Your task
Locate the line containing "[locate] central entrance (one dot each)" in the data below. Reproduce it and every following line up to the end, exactly as given.

Task input

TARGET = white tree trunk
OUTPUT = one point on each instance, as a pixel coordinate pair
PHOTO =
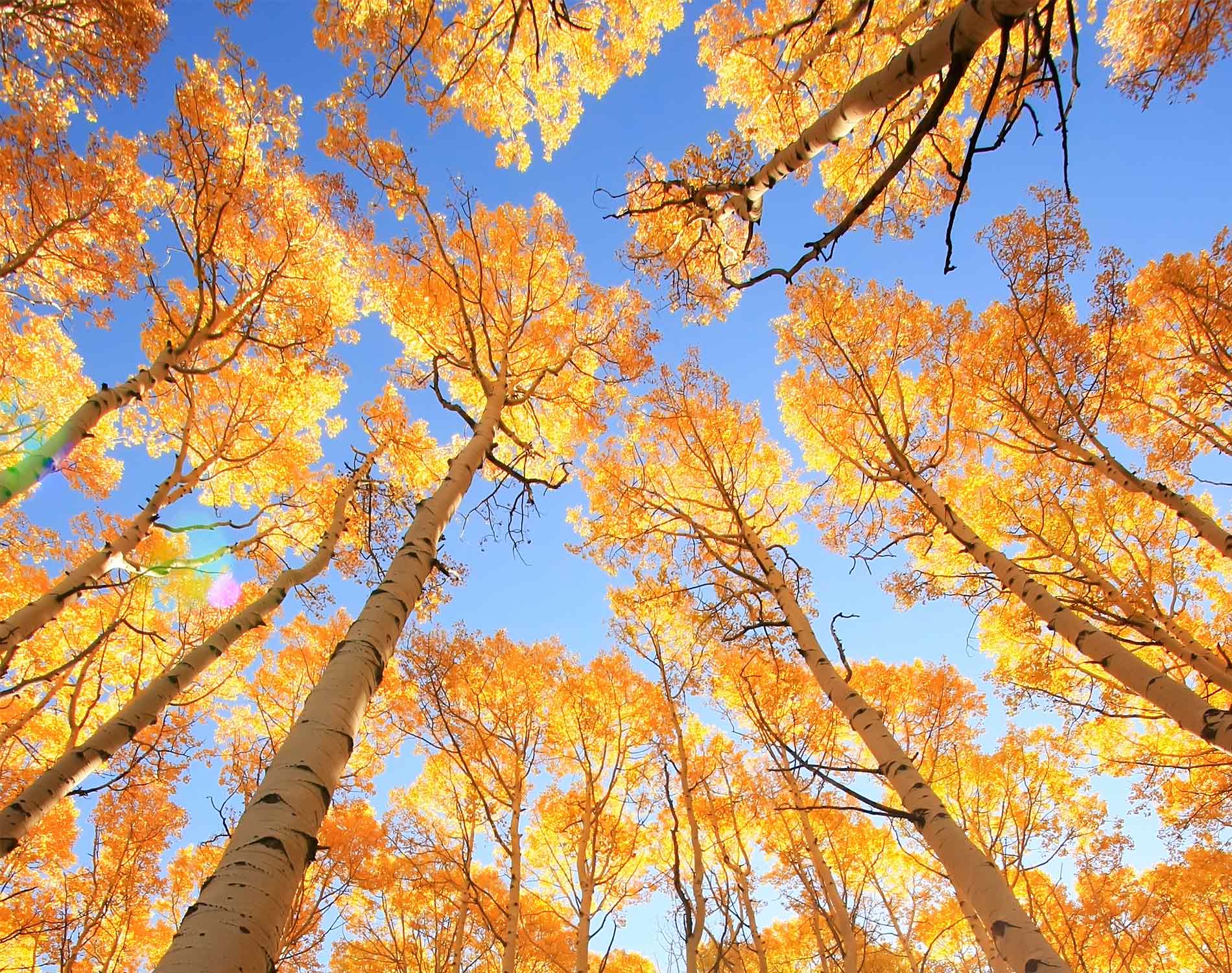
(1189, 711)
(836, 906)
(986, 945)
(35, 465)
(146, 707)
(1172, 636)
(1015, 934)
(514, 913)
(30, 618)
(959, 35)
(586, 887)
(239, 914)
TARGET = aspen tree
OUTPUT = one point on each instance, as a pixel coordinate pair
(885, 427)
(146, 707)
(243, 210)
(698, 481)
(1044, 370)
(495, 305)
(902, 149)
(504, 68)
(589, 847)
(234, 440)
(656, 623)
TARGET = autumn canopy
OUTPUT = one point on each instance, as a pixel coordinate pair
(401, 580)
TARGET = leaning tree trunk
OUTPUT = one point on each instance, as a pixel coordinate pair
(30, 618)
(956, 37)
(242, 908)
(146, 707)
(982, 940)
(35, 465)
(1017, 936)
(1173, 638)
(837, 908)
(1185, 707)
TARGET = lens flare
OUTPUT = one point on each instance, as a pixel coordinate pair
(224, 592)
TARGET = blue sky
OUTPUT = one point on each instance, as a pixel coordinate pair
(1148, 183)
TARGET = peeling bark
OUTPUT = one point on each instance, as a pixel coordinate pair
(836, 908)
(30, 618)
(982, 940)
(146, 707)
(40, 462)
(239, 914)
(1015, 934)
(955, 37)
(1185, 707)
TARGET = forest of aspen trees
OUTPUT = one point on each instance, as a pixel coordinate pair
(477, 492)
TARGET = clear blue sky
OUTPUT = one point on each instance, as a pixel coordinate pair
(1147, 183)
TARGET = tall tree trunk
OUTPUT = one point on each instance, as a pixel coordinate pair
(146, 707)
(977, 878)
(1189, 711)
(457, 939)
(986, 945)
(30, 618)
(954, 38)
(587, 887)
(35, 465)
(837, 909)
(1172, 636)
(514, 913)
(698, 874)
(239, 914)
(751, 918)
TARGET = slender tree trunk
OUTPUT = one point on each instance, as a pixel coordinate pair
(1176, 639)
(698, 887)
(1189, 711)
(1111, 469)
(457, 939)
(238, 917)
(977, 878)
(837, 909)
(751, 918)
(986, 945)
(587, 887)
(514, 913)
(35, 465)
(146, 707)
(955, 37)
(30, 618)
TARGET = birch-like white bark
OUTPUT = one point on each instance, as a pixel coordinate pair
(1104, 462)
(958, 35)
(146, 707)
(242, 908)
(982, 940)
(836, 907)
(587, 888)
(1172, 636)
(1015, 934)
(1185, 707)
(38, 462)
(30, 618)
(514, 913)
(698, 874)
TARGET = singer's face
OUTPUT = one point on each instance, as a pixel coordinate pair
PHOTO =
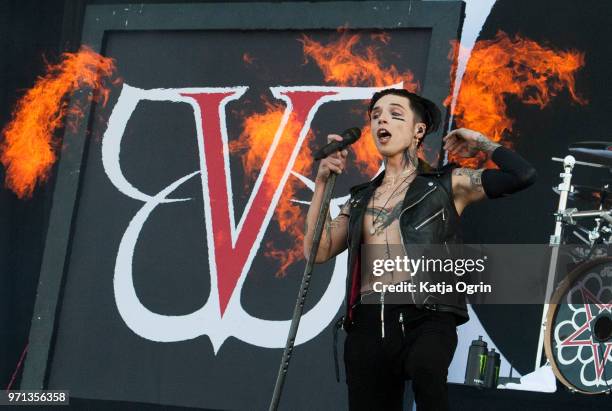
(393, 126)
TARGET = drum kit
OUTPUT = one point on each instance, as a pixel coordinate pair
(576, 328)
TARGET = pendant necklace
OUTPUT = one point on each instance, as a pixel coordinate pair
(375, 219)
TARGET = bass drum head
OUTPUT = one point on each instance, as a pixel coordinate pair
(578, 339)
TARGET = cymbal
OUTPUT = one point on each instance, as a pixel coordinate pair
(599, 152)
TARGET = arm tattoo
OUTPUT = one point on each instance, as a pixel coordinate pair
(474, 175)
(486, 145)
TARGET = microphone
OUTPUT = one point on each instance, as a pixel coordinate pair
(349, 136)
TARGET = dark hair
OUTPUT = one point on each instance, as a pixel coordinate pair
(425, 111)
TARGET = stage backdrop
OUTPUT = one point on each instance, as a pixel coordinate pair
(183, 257)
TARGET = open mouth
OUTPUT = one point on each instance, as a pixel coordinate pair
(383, 135)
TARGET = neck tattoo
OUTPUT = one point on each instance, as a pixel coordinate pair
(373, 229)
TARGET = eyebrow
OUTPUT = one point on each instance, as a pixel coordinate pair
(392, 104)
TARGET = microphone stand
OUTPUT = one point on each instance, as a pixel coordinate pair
(299, 305)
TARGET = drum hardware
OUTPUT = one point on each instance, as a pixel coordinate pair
(576, 328)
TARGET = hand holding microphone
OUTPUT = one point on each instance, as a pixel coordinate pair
(333, 155)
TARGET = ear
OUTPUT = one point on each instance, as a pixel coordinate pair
(419, 129)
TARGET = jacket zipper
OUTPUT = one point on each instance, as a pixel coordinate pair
(441, 211)
(399, 220)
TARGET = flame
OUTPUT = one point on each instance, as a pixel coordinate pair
(342, 64)
(28, 150)
(504, 67)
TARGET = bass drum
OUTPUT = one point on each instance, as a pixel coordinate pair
(578, 340)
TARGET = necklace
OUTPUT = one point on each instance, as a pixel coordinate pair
(375, 219)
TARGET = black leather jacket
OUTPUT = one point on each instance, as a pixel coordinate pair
(428, 217)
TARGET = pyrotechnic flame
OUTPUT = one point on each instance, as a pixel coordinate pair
(504, 67)
(28, 149)
(252, 146)
(342, 64)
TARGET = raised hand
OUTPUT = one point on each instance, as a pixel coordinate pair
(466, 143)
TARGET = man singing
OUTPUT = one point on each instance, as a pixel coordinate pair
(407, 203)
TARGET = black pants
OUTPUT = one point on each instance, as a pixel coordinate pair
(376, 367)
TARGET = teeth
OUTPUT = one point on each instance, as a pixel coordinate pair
(383, 133)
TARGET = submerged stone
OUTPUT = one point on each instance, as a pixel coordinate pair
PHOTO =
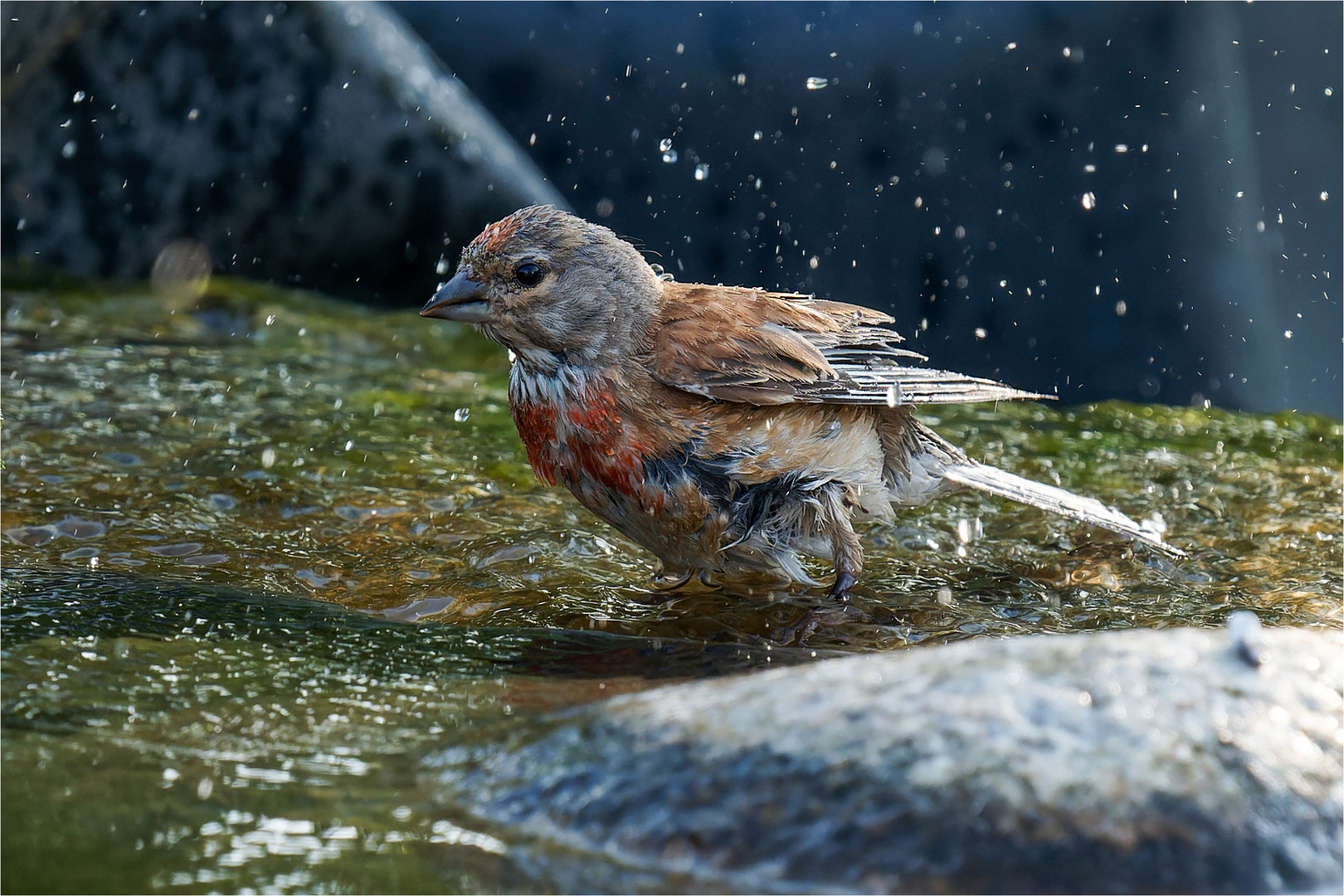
(1110, 762)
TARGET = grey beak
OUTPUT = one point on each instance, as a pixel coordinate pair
(461, 299)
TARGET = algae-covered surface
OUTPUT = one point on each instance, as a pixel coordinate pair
(264, 551)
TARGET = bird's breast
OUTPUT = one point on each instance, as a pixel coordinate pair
(577, 434)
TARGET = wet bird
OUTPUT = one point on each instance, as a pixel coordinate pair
(728, 430)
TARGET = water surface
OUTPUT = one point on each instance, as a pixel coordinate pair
(265, 551)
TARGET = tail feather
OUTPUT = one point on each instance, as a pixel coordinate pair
(1055, 500)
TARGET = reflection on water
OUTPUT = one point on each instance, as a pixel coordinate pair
(173, 722)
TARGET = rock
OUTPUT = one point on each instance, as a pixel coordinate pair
(314, 144)
(1112, 762)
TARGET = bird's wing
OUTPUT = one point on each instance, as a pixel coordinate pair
(754, 347)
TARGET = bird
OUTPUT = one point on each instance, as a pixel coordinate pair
(728, 430)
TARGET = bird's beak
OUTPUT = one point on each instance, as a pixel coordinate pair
(461, 299)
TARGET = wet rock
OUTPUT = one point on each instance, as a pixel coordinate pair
(314, 144)
(1113, 762)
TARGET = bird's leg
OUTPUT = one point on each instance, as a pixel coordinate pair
(663, 582)
(834, 516)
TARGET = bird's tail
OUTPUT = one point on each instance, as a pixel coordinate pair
(956, 468)
(1055, 500)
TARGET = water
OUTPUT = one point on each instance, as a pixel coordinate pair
(256, 564)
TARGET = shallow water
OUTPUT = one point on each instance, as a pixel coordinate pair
(264, 553)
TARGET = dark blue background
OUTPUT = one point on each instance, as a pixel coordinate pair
(941, 173)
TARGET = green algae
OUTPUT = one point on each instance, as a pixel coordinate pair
(262, 551)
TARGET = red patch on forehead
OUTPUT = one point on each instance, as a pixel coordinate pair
(494, 238)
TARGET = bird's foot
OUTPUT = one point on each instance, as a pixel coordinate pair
(845, 581)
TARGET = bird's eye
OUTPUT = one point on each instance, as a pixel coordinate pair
(528, 275)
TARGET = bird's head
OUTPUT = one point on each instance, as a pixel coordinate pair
(553, 288)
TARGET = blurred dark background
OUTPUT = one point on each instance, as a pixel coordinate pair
(1110, 201)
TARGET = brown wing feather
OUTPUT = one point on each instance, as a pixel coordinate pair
(754, 347)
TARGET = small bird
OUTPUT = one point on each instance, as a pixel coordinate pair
(724, 429)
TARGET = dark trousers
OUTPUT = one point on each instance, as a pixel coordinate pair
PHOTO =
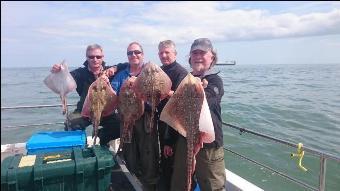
(142, 154)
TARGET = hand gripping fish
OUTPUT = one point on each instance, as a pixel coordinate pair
(99, 102)
(130, 108)
(152, 85)
(187, 111)
(61, 83)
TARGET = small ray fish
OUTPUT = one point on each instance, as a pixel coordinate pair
(99, 102)
(152, 85)
(183, 112)
(61, 83)
(130, 108)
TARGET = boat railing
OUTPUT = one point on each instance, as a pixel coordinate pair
(323, 156)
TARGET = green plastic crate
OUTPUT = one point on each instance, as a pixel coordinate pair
(80, 169)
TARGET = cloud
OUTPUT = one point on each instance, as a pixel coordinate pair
(151, 22)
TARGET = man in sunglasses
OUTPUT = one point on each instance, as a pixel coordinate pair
(142, 154)
(167, 54)
(84, 77)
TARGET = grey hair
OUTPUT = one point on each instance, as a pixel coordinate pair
(214, 52)
(167, 44)
(136, 43)
(93, 47)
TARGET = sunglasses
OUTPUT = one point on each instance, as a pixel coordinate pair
(92, 57)
(129, 53)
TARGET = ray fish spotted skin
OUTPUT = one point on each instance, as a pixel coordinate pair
(152, 85)
(130, 109)
(182, 112)
(99, 102)
(61, 83)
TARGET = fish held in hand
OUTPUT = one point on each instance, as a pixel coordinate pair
(187, 112)
(152, 85)
(61, 83)
(100, 101)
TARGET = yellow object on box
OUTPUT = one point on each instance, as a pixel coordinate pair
(28, 160)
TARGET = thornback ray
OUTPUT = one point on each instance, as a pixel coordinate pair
(152, 85)
(187, 112)
(61, 83)
(100, 101)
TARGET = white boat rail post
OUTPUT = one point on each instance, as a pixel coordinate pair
(323, 157)
(322, 174)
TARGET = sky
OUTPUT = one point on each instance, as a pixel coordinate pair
(40, 34)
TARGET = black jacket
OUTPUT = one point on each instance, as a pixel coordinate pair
(214, 93)
(84, 78)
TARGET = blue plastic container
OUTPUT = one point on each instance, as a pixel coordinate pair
(44, 142)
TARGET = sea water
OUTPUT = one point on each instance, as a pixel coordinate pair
(296, 103)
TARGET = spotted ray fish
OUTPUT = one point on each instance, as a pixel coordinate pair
(130, 109)
(99, 102)
(61, 83)
(152, 85)
(187, 111)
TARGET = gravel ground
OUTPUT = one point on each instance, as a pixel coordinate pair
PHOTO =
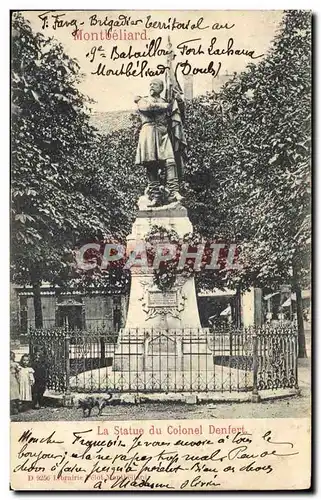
(296, 406)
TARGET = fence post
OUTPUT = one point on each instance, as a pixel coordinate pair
(67, 399)
(255, 393)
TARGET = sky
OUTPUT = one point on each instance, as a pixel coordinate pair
(251, 31)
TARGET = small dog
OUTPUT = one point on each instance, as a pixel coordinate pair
(93, 402)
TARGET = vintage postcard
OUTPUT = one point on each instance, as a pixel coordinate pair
(160, 250)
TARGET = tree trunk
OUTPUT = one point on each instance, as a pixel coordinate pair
(299, 313)
(37, 304)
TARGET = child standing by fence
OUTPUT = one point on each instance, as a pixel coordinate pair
(14, 384)
(26, 379)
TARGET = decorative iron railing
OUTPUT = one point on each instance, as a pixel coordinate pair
(185, 360)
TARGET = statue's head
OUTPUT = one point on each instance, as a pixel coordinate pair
(156, 87)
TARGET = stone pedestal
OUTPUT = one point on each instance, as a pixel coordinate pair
(162, 345)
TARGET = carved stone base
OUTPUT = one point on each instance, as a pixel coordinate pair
(163, 351)
(148, 306)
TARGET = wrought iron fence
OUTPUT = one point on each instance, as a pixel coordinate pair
(186, 360)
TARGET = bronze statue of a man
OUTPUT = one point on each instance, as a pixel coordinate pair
(155, 146)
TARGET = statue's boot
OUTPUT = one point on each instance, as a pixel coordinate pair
(154, 194)
(172, 183)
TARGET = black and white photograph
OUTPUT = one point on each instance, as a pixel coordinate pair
(160, 221)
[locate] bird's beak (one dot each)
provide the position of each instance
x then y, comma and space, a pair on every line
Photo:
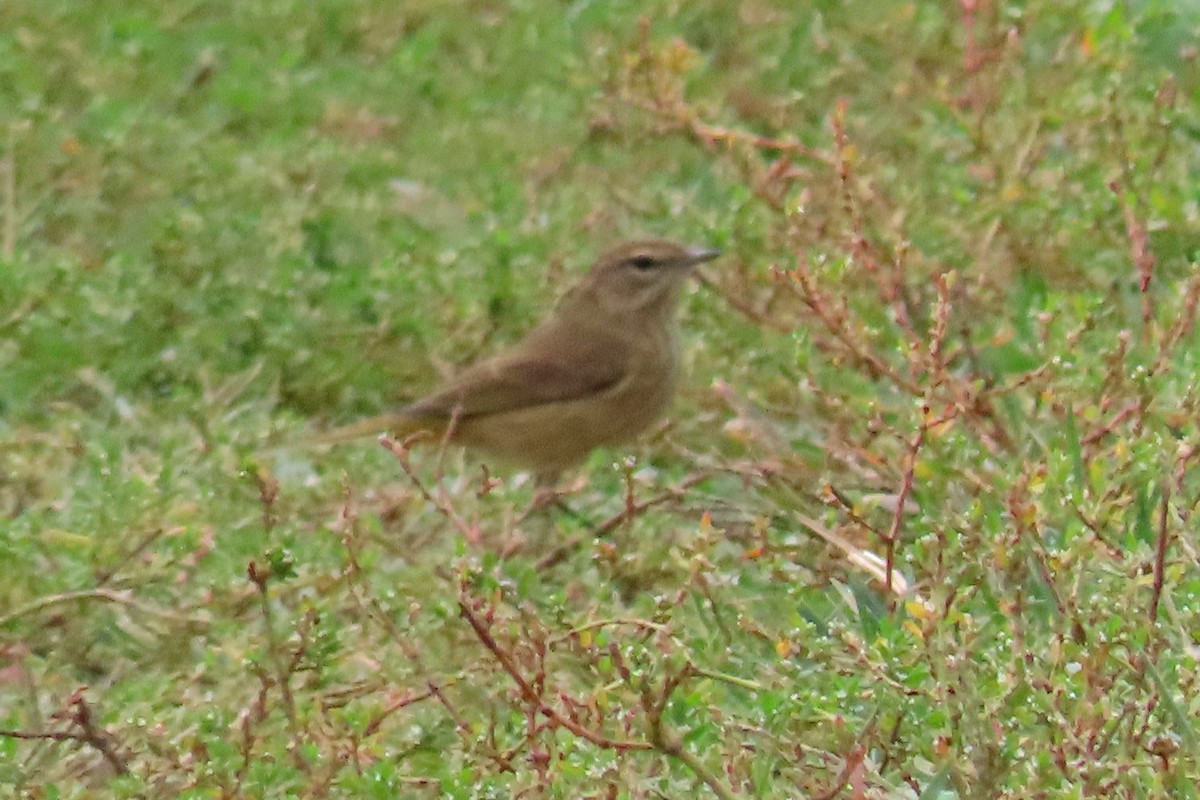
701, 254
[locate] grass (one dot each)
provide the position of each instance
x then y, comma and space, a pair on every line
921, 523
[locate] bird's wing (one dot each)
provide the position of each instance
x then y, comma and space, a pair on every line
526, 379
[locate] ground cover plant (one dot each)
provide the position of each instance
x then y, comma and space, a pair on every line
919, 524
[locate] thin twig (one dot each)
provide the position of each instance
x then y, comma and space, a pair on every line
1164, 540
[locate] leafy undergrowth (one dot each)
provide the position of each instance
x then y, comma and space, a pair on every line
919, 525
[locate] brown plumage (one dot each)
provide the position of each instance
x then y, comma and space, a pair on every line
597, 372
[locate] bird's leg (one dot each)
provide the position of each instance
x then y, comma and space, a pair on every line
546, 494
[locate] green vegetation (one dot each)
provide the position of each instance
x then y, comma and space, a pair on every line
954, 334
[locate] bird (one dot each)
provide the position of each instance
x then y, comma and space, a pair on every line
598, 371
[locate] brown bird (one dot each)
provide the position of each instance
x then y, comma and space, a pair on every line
597, 372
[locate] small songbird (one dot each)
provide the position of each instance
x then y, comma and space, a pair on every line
597, 372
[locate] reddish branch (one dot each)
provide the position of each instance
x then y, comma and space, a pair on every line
1140, 253
1164, 541
528, 692
82, 728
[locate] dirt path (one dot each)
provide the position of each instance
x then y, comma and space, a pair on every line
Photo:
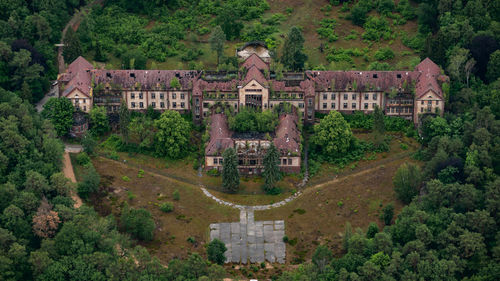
68, 172
374, 166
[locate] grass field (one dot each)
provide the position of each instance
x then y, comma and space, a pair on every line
306, 14
333, 197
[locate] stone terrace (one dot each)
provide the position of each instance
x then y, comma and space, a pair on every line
250, 241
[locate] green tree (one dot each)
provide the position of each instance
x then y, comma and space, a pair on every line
322, 257
134, 59
332, 136
293, 57
99, 123
407, 182
72, 47
172, 137
493, 72
387, 213
60, 113
271, 169
138, 222
230, 174
217, 39
124, 114
215, 251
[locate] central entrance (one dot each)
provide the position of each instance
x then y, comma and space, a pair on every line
254, 101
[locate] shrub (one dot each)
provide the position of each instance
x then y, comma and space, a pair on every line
176, 195
138, 222
82, 159
167, 207
387, 214
215, 251
384, 54
140, 174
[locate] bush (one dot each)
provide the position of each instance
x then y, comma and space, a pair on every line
176, 195
384, 54
215, 251
82, 159
387, 214
138, 222
167, 207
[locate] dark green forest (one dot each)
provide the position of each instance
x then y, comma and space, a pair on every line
448, 231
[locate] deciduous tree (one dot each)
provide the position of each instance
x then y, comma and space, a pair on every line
271, 169
217, 39
60, 113
172, 137
230, 174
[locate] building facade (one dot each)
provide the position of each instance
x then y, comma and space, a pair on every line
407, 94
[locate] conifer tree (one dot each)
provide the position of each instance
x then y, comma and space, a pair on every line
124, 120
271, 168
72, 47
230, 174
293, 57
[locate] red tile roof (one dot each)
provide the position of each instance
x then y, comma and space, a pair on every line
287, 138
254, 74
147, 79
428, 79
220, 135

Result of this task
[locate] central entrance (one dot each)
provide the position of each instance
x then y, comma and space, a pair on every line
254, 101
[locate] shrub (one dot each)
provide the position of each instance
x then y, comma and space, a pair on every line
176, 195
138, 222
82, 159
167, 207
387, 214
215, 251
384, 54
140, 174
[locate] bush (one dot each)
provide the position of each instance
x then y, comma and space, a pair on every line
176, 195
384, 54
215, 251
82, 159
387, 214
138, 222
167, 207
[locate] dark green forest (one dot each)
provide the position of each instance
x then y, comma and space, a pair on every line
448, 231
[locate] deciduous tree (one dot each)
provide the position of each instance
x then y, comma and space, a pair on every line
271, 169
217, 39
60, 113
172, 137
230, 174
[locate] building facade (one dot each)
provide the position of each instance
x then y, comma and space, a pair on every line
407, 94
[locate] conifer tree (one dot each)
provide the position of each instance
x then y, comma and space, a pair on every line
124, 120
271, 168
72, 47
230, 174
293, 57
[locate] red tile roof (one dot each)
provide the position of each instance
x then y, comma and space, a pair on every line
287, 138
254, 74
147, 79
428, 79
220, 135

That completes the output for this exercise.